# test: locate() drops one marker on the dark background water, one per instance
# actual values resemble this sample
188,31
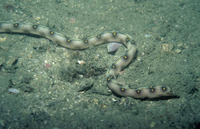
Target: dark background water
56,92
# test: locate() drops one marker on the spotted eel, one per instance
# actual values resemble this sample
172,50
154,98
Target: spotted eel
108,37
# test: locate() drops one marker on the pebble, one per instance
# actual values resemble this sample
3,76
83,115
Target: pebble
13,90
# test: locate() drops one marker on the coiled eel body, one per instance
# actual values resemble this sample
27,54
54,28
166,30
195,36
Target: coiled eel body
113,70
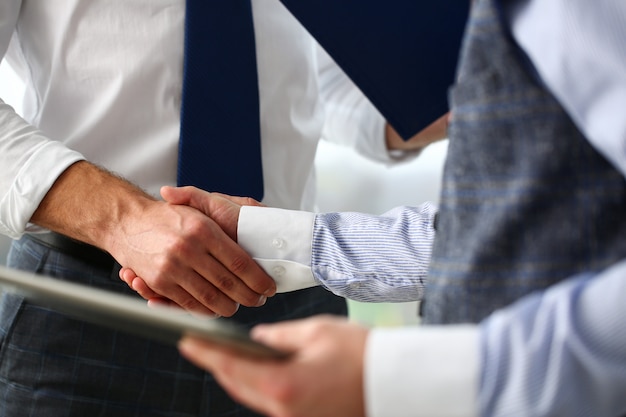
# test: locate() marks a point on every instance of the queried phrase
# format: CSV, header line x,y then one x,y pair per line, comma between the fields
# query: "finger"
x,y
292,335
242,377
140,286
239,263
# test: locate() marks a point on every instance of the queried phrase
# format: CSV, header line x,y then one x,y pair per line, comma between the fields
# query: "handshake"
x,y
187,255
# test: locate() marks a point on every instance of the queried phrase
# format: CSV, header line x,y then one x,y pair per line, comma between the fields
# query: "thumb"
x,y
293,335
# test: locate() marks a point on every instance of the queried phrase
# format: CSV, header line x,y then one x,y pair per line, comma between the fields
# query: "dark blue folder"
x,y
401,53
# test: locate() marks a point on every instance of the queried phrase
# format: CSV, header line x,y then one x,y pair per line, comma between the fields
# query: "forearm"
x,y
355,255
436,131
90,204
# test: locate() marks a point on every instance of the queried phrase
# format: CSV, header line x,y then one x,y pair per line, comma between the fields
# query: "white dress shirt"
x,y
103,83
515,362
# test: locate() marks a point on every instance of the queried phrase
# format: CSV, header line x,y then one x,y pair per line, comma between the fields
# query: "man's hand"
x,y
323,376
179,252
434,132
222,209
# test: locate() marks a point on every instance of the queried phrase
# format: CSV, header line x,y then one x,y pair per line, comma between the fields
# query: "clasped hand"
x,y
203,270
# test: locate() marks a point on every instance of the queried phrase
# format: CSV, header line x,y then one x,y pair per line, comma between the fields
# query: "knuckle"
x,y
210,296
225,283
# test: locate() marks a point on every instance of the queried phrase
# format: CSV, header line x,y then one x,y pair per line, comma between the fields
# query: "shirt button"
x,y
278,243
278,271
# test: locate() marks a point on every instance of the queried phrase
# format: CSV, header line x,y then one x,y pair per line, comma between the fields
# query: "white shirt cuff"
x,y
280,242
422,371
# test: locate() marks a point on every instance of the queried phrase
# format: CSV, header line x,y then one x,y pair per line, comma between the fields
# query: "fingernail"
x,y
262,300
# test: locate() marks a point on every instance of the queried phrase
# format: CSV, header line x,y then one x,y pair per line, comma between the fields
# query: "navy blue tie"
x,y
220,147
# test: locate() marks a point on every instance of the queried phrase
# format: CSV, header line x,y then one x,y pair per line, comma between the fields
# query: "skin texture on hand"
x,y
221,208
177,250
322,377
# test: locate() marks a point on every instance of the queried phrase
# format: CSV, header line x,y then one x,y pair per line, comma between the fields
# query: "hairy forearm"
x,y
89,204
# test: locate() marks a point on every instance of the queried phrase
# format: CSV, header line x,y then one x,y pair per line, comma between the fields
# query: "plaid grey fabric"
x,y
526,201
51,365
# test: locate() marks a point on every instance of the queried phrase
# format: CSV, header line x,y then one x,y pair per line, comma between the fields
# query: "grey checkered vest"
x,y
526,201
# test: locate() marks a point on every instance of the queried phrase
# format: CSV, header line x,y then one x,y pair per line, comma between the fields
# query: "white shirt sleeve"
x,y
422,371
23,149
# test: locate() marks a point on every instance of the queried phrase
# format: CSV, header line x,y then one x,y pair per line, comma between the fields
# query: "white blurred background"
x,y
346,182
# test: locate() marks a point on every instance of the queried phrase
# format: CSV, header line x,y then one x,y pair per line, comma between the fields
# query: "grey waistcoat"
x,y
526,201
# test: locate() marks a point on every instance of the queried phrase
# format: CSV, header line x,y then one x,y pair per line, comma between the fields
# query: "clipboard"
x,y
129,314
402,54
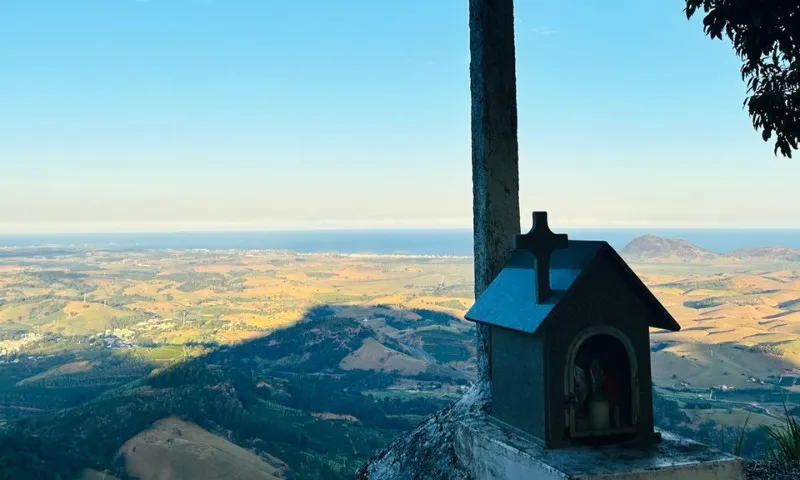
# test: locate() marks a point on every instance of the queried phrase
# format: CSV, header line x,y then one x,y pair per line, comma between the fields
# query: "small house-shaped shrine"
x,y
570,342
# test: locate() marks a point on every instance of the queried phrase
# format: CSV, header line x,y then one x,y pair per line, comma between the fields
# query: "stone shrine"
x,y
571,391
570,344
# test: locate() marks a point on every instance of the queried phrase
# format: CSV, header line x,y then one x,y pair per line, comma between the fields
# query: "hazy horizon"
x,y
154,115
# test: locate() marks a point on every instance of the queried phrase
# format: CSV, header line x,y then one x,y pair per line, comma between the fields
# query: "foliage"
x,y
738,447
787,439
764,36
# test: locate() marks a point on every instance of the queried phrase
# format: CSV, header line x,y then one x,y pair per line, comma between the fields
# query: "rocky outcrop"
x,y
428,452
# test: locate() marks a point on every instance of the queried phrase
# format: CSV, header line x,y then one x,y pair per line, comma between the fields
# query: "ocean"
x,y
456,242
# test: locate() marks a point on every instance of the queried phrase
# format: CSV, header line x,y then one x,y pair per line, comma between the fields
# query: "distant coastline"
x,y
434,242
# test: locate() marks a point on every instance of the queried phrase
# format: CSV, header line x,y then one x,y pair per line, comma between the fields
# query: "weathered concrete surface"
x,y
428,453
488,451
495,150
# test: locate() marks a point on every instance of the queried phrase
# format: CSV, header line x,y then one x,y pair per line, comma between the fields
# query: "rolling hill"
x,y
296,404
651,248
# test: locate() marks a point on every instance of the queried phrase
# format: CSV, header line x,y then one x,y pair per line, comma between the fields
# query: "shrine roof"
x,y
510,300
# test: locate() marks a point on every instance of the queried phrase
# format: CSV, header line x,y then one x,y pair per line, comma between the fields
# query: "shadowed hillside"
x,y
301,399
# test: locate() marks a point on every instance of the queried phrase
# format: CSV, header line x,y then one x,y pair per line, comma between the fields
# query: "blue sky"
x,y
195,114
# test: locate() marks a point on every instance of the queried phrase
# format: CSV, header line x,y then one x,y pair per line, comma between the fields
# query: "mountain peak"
※
= TO DO =
Every line of the material is to be quoted exactly, with no pictures carried over.

= RESULT OF THE TASK =
# test: locate() drops one marker on the dark background water, one per instance
# actual values resemble this sample
188,31
Target: dark background water
56,92
# test: locate() drops one marker on the spotted eel, one per instance
# actual values resemble this sample
172,50
154,98
Target: spotted eel
108,37
# test: locate() drops one marker on the pebble, one per instance
# actual values resemble this sample
3,76
83,115
Target: pebble
13,90
# test: locate() drops one marker on the coiled eel body, one per instance
# actual values resemble this sample
27,54
54,28
166,30
195,36
Target: coiled eel body
113,70
# test: locate() marks a point on every instance of the queried phrase
# format: CSV, header line x,y then one x,y pair per line, comma between the fields
# query: "finger"
x,y
292,335
242,377
140,286
239,263
# test: locate() marks a point on every instance of the queried phrase
# format: CSV, header line x,y then one x,y pair per line, comma between the fields
# query: "handshake"
x,y
187,255
# test: locate() marks a point on every instance of the queried phrase
# format: CSV, header line x,y then one x,y pair per line, comma between the fields
# query: "thumb"
x,y
293,335
# test: locate() marks a point on every instance of the queried phrase
# format: CSV, header line x,y then one x,y pair per line, comma between the fields
# query: "dark blue folder"
x,y
401,53
# test: locate() marks a point on every instance of the queried phrase
# format: CSV, header line x,y then one x,y pair per line, comma between the fields
# query: "forearm"
x,y
355,255
436,131
90,204
# test: locate() marks a point on every instance of the queried phrase
# format: CSV, header line x,y then one x,y pair per line, comma between the fields
# query: "white dress shirt"
x,y
103,83
515,362
# test: locate() marks a point on every instance of the queried phrase
# format: CSV, header line x,y then one x,y pair per line, comma between the fields
# query: "man's hand"
x,y
323,376
179,252
434,132
222,209
# test: locate() marks a point on every instance of the queried phrase
# format: CSV, header line x,y then one x,y pair per line, comma between the fields
# query: "clasped hand"
x,y
203,270
# test: locate() marks a point on every instance of the queried phrase
# format: CSV, header line x,y then one x,y pair per line, comma between the fields
# query: "knuckle"
x,y
210,296
225,283
# test: locate() marks a point on every instance of the queried phrase
# format: CSV, header line x,y then one x,y pair per line, comma between the fields
# query: "shirt button"
x,y
278,243
278,271
# test: locate() marks a point on every instance of the queried phrase
# format: CSV, header line x,y then one x,y pair per line, comma between the fields
# query: "white shirt cuff"
x,y
280,242
422,371
# test: locate() marks a point on every instance of the queried phrase
# format: CSV, header line x,y then one x,y pair per line, comma between the fields
# query: "fingernail"
x,y
262,300
# test: locate() marks a point on every instance of the queried phrase
# format: CSV, header line x,y then one x,y pair per line, comma between the fields
# query: "navy blue tie"
x,y
220,147
# test: locate() marks a point on every instance of the queried phrase
# format: CSV, header line x,y then one x,y pair per line, comma between the fields
# query: "skin texture on hand"
x,y
221,208
177,250
322,377
# test: locate() marks a point on every instance of the queried phrase
# format: CSV, header line x,y then one x,y pair per line, comma between the fields
# query: "hairy forearm"
x,y
89,204
# test: locate() marks a point on every instance of the queried phrase
# format: CSV, header line x,y then one x,y pair per line, comma between the fields
# query: "plaid grey fabric"
x,y
526,201
51,365
# test: locate() marks a point on every instance of the queried phrase
# format: CSV, header line x,y then one x,y pair per line, comma between the fields
# query: "grey checkered vest"
x,y
526,201
# test: locate() marks a point on every instance of the queried phrase
# format: CSV, header line x,y then one x,y pair per line, comma between the fields
# query: "white shirt sleeve"
x,y
422,371
23,149
# test: locate() marks a point on every instance of the queried phrase
# format: CSV, header line x,y then one x,y pair per line, comma between the fields
# query: "white blurred background"
x,y
346,182
# test: locate() marks a point on every instance of the queried phrase
# format: CSV, header line x,y then one x,y pair per line, comma between the fields
# query: "grey waistcoat"
x,y
526,201
# test: locate() marks a point on every instance of the queried phrase
# format: CSV, header line x,y then one x,y pair per line, comma between the fields
# query: "clipboard"
x,y
129,314
402,54
# test: locate() marks a point on every instance of the queried phrase
# format: CSV, header line x,y then one x,y pair per line, comma between the fields
# query: "small house-shaped shrine"
x,y
570,342
# test: locate() marks a point on every instance of the queried phrase
# format: CSV, header line x,y then one x,y pair per line, comma between the fields
# query: "stone shrine"
x,y
571,391
570,344
# test: locate() marks a point on every instance of the queried phrase
# format: CSV, header line x,y then one x,y pair per line, comma between the fields
# query: "hazy horizon"
x,y
154,115
# test: locate() marks a point on every instance of the queried phrase
# format: CSV, header line x,y then one x,y pair per line, comma between the fields
# query: "foliage"
x,y
738,447
787,439
764,36
# test: locate() marks a point on every instance of the queried phrase
# format: CSV, header line x,y then one x,y pair per line, comma between the fields
# query: "rocky outcrop"
x,y
428,452
# test: locate() marks a point on every instance of the queried phrase
# format: CSV, header line x,y then one x,y pair per line, comma between the fields
# query: "ocean"
x,y
456,242
# test: locate() marks a point on every instance of the queried phrase
# format: CSV, header line x,y then one x,y pair per line, comma between the fields
# query: "distant coastline"
x,y
434,242
# test: locate() marks a point on every instance of the queried phrase
# format: CSV, header line x,y then one x,y pair per line, comma between the fields
# query: "weathered concrete surface"
x,y
428,453
488,451
495,150
# test: locate() marks a point on every instance of the queried phrase
# format: CSV, header line x,y then one x,y pair per line, comma between the fields
# query: "rolling hill"
x,y
296,404
651,248
# test: locate() marks a point on every instance of the queried phrase
# format: CSV, header line x,y then one x,y pair per line, comma between the fields
# query: "shrine roof"
x,y
510,300
# test: locate() marks a point on every instance of the queried phrase
# format: CSV, header line x,y then one x,y pair per line, comma between the fields
# query: "shadowed hillside"
x,y
301,399
# test: locate() marks a point on every instance of the queried phrase
# format: CSV, header line x,y then one x,y pair per line, comma between the fields
# query: "blue sky"
x,y
195,114
# test: locate() marks a point on every instance of the queried phrase
# format: CSV, header line x,y then one x,y pair per line, comma between the fields
# query: "mountain peak"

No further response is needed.